Direction »
Render the data below as a Markdown table with two columns, "No." for the row number and "Text" for the line, leaving out any blank lines.

Dataset excerpts »

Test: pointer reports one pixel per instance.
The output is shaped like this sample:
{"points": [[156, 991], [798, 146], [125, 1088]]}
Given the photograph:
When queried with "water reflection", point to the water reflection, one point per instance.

Finished answer »
| No. | Text |
|---|---|
| 1 | Test: pointer reports one pixel per instance. |
| 2 | The output is shaped like this sample: |
| 3 | {"points": [[156, 991], [798, 146], [125, 1088]]} |
| 4 | Given the photograph: |
| 5 | When queried with "water reflection", point to the water reflection, one point per instance. |